DATA SUPPLIED
----

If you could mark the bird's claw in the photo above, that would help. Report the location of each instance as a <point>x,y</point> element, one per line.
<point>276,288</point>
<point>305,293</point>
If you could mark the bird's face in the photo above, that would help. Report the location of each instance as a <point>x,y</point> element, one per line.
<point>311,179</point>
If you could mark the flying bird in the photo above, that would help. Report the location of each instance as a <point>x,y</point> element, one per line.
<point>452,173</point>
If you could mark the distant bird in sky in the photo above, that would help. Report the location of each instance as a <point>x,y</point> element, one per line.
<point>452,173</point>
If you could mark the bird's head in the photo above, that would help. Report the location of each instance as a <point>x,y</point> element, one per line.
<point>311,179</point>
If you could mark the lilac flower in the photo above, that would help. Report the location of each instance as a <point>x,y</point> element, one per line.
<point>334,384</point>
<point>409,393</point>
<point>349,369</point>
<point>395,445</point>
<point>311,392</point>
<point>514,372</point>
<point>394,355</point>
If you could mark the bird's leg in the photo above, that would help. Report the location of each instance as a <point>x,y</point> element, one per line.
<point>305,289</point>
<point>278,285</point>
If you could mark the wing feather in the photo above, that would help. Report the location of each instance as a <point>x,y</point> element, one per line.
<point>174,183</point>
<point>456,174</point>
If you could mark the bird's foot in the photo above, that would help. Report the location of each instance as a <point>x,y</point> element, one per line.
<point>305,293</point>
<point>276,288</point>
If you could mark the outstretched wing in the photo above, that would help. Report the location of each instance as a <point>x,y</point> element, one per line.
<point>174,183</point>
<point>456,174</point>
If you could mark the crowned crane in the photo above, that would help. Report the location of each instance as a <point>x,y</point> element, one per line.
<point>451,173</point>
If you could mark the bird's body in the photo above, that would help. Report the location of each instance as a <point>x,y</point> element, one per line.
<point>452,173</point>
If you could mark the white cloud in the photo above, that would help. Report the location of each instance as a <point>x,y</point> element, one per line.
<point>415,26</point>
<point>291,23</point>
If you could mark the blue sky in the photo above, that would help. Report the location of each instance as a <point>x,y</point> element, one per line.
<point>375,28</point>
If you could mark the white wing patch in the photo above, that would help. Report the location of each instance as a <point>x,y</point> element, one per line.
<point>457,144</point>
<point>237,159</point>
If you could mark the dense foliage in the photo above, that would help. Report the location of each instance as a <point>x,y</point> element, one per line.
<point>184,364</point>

----

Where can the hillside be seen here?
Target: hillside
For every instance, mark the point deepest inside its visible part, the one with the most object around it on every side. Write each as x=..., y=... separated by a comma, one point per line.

----

EXERCISE INSTRUCTIONS
Copy out, in full, each line above that has the word "hillside" in it.

ANSWER TO THIS EXERCISE
Where can the hillside be seen here?
Target: hillside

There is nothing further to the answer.